Excerpts from a dataset
########
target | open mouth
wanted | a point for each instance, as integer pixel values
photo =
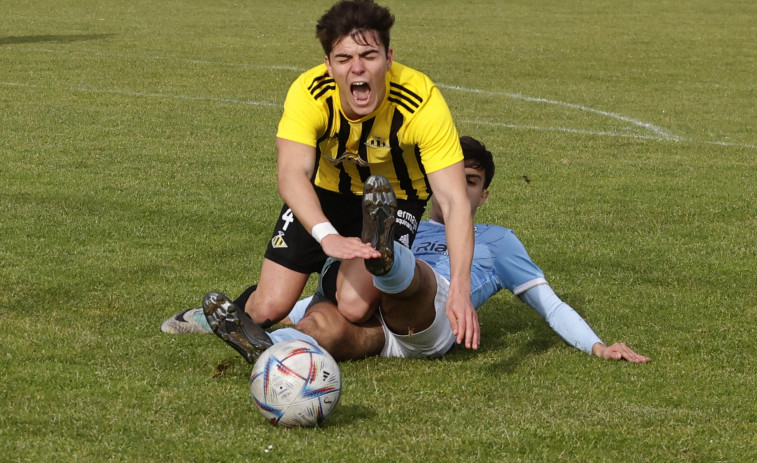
(361, 91)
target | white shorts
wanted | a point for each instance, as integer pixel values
(432, 342)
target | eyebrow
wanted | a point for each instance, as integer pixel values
(362, 55)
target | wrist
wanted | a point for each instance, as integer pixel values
(598, 349)
(322, 230)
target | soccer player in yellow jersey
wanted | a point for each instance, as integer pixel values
(360, 113)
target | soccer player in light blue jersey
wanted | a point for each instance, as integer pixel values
(412, 321)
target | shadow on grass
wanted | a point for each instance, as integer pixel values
(345, 415)
(502, 319)
(52, 38)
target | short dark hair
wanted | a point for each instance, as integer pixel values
(354, 18)
(478, 157)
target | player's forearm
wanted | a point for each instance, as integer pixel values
(459, 231)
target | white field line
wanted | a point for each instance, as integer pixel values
(660, 133)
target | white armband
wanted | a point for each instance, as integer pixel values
(322, 230)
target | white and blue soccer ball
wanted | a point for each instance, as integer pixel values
(295, 383)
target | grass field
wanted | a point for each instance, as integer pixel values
(138, 172)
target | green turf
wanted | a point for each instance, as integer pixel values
(138, 173)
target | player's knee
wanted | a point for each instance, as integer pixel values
(266, 310)
(324, 326)
(357, 308)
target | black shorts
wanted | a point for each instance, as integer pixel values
(294, 248)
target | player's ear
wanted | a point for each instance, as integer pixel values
(484, 197)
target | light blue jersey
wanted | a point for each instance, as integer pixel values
(499, 260)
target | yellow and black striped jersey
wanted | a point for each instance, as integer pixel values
(409, 135)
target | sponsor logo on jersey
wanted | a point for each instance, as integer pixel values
(278, 241)
(347, 156)
(379, 143)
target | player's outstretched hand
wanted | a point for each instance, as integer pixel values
(463, 318)
(618, 351)
(341, 247)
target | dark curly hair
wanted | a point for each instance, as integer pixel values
(478, 157)
(354, 18)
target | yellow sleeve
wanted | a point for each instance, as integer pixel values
(304, 119)
(435, 134)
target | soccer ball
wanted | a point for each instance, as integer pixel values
(295, 383)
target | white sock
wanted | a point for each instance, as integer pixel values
(288, 334)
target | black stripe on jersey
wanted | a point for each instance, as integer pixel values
(422, 167)
(330, 112)
(362, 150)
(321, 85)
(345, 182)
(402, 92)
(400, 168)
########
__Try it__
Without the pictures, copy out each entry exactly as it stands.

__Solution below__
target | open mouth
wanted | a point for each instance, as integer pixel values
photo =
(361, 91)
target | white shorts
wanted | a point for each instance, as integer pixel values
(432, 342)
target | eyebrow
wanted | a point for each instance, as integer pixel values
(362, 55)
target | wrist
wanted | a point for each instance, as integer pixel values
(598, 349)
(322, 230)
target | soccer player in yellow jersey
wanted | a point for each instance, as integer pixel values
(360, 113)
target | soccer player in light blue jersey
wanted | a point for each instance, as integer pixel values
(412, 321)
target | shadow on grass
wanted | a point for each instance, as integer pixel values
(345, 415)
(502, 319)
(52, 38)
target | short dark hair
wanted | a point for each instance, as integer pixel values
(354, 18)
(478, 157)
target | player's forearm
wanted | a point for each instance, as integer pixel values
(459, 231)
target | white field line
wanted | a point for each instance, as integer pixel values
(660, 133)
target | white armband
wanted | a point for each instance, as integer pixel values
(322, 230)
target | white and blue soccer ball
wanted | a point for each instance, as integer pixel values
(295, 383)
target | grass field
wanted | a point for each instance, as integer pixel values
(138, 172)
target | green turf
wanted | a point for each instance, as integer pixel values
(138, 173)
target | player's knee
wanted | a point for each instance, as integer pixel values
(266, 310)
(324, 326)
(357, 308)
target | black shorts
wanted | a point for each instance, as integer pixel values
(294, 248)
target | player's ear
wanted | a point for each instance, as integer pixel values
(484, 197)
target | light blue jersey
wanted | a point for each instance, as integer pixel values
(499, 260)
target | yellow and black striped jersey
wanted | a point for each instance, as integer pixel values
(409, 135)
target | sponsor logo on jersey
wanted | a point for each instance, as integer pixel values
(278, 241)
(347, 156)
(379, 143)
target | player's outstretched hand
wanted | a point for each instance, as integer pixel values
(463, 318)
(618, 351)
(341, 247)
target | dark curly hair
wanted | a point for each instance, as integer pixel values
(478, 157)
(354, 18)
target | yellow sleeve
wanted | a point for each instance, as integer pixel values
(304, 119)
(435, 134)
target | soccer ball
wanted | a point for each instance, as integer pixel values
(295, 383)
target | white sock
wanted | a point for each instance, as integer pixel values
(288, 334)
target | black stripe on jersey
wanted | a point for each instance, as integer pixel values
(422, 167)
(330, 112)
(362, 150)
(321, 85)
(345, 182)
(402, 92)
(400, 168)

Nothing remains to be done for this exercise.